This failed early on in the test while it seems that the data was still being up-replicated. The test failed at 00:05:03 which is before the user table had been up-replicated fully:

I200124 00:05:06.775279 469 storage/replica_raftstorage.go:806  [n3,s3,r22/3:/Table/2{6-7}] applied LEARNER snapshot [total=17ms ingestion=4@15ms id=c3aa29b3 index=24]

I'll take an action item to wait for the data to be fully replicated before starting the test.

andreimatei · 2020-01-28T15:39:25Z

The tpccbench (cpu=16) crash I was just looking at yesterday in another context.
I'm suspect it was broken by the following commit: 6997710

We probably shouldn't release with that crash. I'll see what to do.

▬▬▬

Summarize the thread above in two sentences.

[Named-object pointing material]
▬▬▬

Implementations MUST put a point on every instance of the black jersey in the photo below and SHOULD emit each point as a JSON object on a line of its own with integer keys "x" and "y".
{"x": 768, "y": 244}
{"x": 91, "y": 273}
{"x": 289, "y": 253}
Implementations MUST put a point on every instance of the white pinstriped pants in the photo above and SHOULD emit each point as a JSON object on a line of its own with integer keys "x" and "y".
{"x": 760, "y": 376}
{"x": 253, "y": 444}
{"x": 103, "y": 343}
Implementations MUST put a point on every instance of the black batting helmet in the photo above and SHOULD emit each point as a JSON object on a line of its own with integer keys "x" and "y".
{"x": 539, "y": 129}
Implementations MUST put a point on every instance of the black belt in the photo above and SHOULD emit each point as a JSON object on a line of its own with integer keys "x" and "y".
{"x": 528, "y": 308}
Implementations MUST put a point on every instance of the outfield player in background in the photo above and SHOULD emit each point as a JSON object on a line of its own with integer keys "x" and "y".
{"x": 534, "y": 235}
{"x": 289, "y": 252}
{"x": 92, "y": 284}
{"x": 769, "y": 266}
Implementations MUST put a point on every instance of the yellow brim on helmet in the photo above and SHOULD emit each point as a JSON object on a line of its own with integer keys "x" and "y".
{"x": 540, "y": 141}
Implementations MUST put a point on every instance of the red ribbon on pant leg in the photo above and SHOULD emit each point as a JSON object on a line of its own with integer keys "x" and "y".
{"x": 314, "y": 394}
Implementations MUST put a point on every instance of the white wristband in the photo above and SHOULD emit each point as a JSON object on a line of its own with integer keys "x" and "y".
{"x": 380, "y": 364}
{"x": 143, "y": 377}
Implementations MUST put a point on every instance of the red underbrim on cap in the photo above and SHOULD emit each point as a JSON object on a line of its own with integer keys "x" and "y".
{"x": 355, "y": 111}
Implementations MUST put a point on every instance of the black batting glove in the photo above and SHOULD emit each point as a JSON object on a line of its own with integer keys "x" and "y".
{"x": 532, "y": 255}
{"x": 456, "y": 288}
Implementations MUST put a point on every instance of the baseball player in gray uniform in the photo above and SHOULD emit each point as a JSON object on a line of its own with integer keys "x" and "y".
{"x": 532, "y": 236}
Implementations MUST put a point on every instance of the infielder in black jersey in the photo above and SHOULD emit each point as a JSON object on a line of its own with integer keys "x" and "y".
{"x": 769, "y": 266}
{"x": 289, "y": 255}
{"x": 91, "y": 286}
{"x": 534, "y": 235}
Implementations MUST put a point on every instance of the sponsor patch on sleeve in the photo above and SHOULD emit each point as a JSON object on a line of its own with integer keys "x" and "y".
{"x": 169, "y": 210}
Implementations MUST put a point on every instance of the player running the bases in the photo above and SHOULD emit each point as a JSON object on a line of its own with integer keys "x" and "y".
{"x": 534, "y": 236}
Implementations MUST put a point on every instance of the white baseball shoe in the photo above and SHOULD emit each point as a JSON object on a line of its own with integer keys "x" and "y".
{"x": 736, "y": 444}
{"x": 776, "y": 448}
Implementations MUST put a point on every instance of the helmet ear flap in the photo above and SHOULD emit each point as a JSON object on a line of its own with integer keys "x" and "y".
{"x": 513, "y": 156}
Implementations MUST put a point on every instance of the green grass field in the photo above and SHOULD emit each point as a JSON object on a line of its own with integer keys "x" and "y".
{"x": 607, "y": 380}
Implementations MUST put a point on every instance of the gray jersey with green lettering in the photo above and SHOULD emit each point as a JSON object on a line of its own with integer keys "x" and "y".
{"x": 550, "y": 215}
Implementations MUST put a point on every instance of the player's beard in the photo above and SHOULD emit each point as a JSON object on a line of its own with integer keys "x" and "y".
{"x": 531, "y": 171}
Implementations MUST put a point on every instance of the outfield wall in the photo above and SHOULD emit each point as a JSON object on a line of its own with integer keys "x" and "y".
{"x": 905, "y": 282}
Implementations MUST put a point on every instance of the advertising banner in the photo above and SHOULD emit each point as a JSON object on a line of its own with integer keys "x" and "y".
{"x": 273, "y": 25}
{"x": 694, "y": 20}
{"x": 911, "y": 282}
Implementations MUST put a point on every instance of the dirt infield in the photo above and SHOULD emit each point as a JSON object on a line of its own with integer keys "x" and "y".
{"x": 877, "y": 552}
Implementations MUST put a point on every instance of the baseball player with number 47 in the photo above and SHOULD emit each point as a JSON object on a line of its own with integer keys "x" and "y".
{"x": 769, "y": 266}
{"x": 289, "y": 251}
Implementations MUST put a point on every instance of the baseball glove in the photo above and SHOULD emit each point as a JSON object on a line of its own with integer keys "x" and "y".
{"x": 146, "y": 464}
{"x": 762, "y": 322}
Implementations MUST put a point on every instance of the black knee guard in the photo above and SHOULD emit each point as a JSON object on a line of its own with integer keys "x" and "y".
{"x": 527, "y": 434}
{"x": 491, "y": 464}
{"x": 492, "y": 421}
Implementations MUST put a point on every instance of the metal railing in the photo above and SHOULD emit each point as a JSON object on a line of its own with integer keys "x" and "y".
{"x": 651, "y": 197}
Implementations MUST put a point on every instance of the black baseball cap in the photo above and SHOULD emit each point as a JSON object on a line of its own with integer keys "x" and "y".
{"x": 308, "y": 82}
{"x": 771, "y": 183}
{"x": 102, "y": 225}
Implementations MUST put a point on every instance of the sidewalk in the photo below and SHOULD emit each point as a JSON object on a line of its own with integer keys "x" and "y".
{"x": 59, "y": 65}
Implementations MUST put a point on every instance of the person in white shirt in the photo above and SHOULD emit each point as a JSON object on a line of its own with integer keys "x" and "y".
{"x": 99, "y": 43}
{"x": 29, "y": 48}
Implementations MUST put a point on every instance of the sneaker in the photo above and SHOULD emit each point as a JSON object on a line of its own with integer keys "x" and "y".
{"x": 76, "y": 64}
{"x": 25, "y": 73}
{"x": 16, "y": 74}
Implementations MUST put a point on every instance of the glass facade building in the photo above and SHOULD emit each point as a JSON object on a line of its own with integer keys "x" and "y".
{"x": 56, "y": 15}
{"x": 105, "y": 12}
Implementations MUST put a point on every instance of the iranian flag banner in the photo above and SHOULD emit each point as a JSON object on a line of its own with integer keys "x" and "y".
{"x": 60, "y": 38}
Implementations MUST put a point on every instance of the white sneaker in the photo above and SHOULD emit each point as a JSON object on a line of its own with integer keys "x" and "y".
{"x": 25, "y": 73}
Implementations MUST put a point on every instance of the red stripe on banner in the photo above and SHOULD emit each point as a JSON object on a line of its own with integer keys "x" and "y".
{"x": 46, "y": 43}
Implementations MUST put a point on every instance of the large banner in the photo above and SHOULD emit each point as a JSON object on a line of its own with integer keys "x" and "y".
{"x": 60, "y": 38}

▬▬▬

### Result for this exercise
A test failed at 00:05:03, before the user table had been fully up-replicated, and the first commenter takes an action item to wait for the data to be fully replicated before starting the test. In a later comment, andreimatei suspects that the tpccbench (cpu=16) crash was broken by commit 6997710 and says the release probably shouldn't go out with that crash.